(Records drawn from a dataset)
• • • •
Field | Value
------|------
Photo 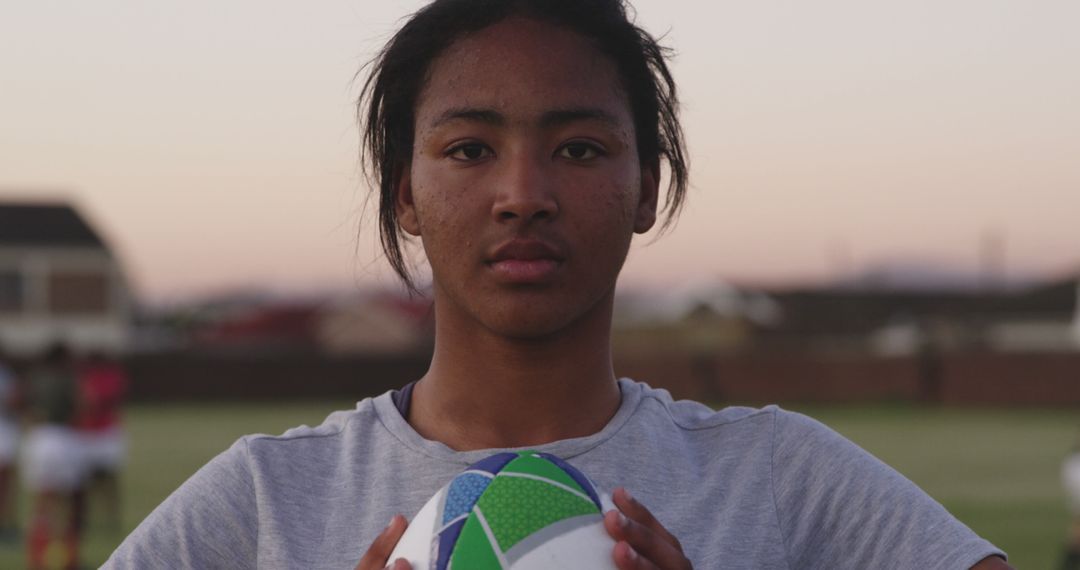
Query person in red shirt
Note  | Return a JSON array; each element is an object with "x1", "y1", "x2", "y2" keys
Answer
[{"x1": 75, "y1": 352, "x2": 128, "y2": 532}]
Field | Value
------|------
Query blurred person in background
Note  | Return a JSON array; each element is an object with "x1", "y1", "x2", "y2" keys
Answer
[
  {"x1": 0, "y1": 346, "x2": 20, "y2": 541},
  {"x1": 75, "y1": 352, "x2": 128, "y2": 533},
  {"x1": 1061, "y1": 435, "x2": 1080, "y2": 570},
  {"x1": 22, "y1": 344, "x2": 85, "y2": 570}
]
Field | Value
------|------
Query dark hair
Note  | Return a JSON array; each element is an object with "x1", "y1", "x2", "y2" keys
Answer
[{"x1": 358, "y1": 0, "x2": 687, "y2": 290}]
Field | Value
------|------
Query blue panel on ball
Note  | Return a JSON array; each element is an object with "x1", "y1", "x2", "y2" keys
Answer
[
  {"x1": 442, "y1": 472, "x2": 492, "y2": 525},
  {"x1": 537, "y1": 452, "x2": 602, "y2": 510},
  {"x1": 435, "y1": 517, "x2": 465, "y2": 570},
  {"x1": 468, "y1": 451, "x2": 518, "y2": 476}
]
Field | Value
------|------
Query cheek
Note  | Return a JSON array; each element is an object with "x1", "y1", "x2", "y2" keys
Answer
[
  {"x1": 410, "y1": 166, "x2": 470, "y2": 232},
  {"x1": 572, "y1": 172, "x2": 640, "y2": 236},
  {"x1": 409, "y1": 167, "x2": 487, "y2": 273}
]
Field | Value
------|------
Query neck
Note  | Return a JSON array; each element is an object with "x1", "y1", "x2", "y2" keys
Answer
[{"x1": 408, "y1": 288, "x2": 621, "y2": 451}]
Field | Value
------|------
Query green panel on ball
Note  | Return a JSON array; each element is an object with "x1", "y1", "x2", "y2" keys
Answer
[
  {"x1": 476, "y1": 475, "x2": 598, "y2": 552},
  {"x1": 501, "y1": 454, "x2": 588, "y2": 494},
  {"x1": 450, "y1": 512, "x2": 502, "y2": 570}
]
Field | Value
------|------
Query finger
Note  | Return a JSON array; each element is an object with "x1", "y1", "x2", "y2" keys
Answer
[
  {"x1": 613, "y1": 487, "x2": 684, "y2": 555},
  {"x1": 354, "y1": 515, "x2": 408, "y2": 570},
  {"x1": 605, "y1": 509, "x2": 675, "y2": 568},
  {"x1": 612, "y1": 539, "x2": 659, "y2": 570},
  {"x1": 605, "y1": 489, "x2": 691, "y2": 570}
]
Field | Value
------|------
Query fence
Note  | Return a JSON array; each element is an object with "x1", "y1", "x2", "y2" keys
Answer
[{"x1": 122, "y1": 349, "x2": 1080, "y2": 406}]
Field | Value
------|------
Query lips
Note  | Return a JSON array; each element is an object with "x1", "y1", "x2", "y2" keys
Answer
[{"x1": 487, "y1": 239, "x2": 565, "y2": 284}]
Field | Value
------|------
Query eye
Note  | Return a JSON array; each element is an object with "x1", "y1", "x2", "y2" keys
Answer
[
  {"x1": 557, "y1": 142, "x2": 603, "y2": 161},
  {"x1": 446, "y1": 143, "x2": 493, "y2": 162}
]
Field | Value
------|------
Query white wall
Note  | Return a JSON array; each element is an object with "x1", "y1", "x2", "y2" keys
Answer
[{"x1": 0, "y1": 246, "x2": 134, "y2": 356}]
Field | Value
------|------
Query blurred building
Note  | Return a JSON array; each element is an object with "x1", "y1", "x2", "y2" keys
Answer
[
  {"x1": 612, "y1": 281, "x2": 780, "y2": 355},
  {"x1": 317, "y1": 292, "x2": 433, "y2": 355},
  {"x1": 764, "y1": 273, "x2": 1080, "y2": 354},
  {"x1": 983, "y1": 275, "x2": 1080, "y2": 352},
  {"x1": 177, "y1": 290, "x2": 433, "y2": 355},
  {"x1": 0, "y1": 200, "x2": 134, "y2": 356}
]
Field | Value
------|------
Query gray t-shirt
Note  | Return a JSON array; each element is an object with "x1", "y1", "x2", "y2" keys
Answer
[{"x1": 105, "y1": 379, "x2": 1003, "y2": 569}]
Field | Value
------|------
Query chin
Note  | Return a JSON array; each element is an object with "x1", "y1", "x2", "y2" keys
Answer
[
  {"x1": 433, "y1": 275, "x2": 616, "y2": 341},
  {"x1": 478, "y1": 289, "x2": 613, "y2": 341},
  {"x1": 482, "y1": 307, "x2": 579, "y2": 340}
]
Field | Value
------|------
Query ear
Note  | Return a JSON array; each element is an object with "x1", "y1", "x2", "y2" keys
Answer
[
  {"x1": 395, "y1": 163, "x2": 421, "y2": 236},
  {"x1": 634, "y1": 158, "x2": 660, "y2": 234}
]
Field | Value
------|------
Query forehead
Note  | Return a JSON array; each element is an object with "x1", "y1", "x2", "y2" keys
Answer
[{"x1": 415, "y1": 17, "x2": 631, "y2": 126}]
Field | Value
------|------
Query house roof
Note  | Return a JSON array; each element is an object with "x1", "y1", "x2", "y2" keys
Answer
[{"x1": 0, "y1": 202, "x2": 105, "y2": 247}]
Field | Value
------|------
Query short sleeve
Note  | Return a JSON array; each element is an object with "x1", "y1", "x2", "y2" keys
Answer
[
  {"x1": 770, "y1": 409, "x2": 1004, "y2": 570},
  {"x1": 103, "y1": 438, "x2": 259, "y2": 569}
]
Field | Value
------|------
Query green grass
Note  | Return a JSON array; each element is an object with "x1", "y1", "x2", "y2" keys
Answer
[{"x1": 0, "y1": 402, "x2": 1071, "y2": 568}]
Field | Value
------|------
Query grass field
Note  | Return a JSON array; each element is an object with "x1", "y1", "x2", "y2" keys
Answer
[{"x1": 0, "y1": 401, "x2": 1072, "y2": 569}]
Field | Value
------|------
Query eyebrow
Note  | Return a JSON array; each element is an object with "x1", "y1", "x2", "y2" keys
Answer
[{"x1": 430, "y1": 107, "x2": 621, "y2": 129}]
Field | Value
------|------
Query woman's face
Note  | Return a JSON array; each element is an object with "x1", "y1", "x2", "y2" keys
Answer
[{"x1": 398, "y1": 17, "x2": 658, "y2": 339}]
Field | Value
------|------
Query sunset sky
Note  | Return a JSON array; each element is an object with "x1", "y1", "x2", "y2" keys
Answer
[{"x1": 2, "y1": 0, "x2": 1078, "y2": 302}]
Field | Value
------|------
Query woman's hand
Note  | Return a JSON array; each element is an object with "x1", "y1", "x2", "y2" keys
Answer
[
  {"x1": 604, "y1": 487, "x2": 693, "y2": 570},
  {"x1": 353, "y1": 515, "x2": 411, "y2": 570}
]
• • • •
(DESCRIPTION OF THE TASK)
The lines above that hold "ball" are the result; show every one of them.

(SOLUTION FOR THIS PROBLEM)
Query blue panel on ball
Query green panel on ball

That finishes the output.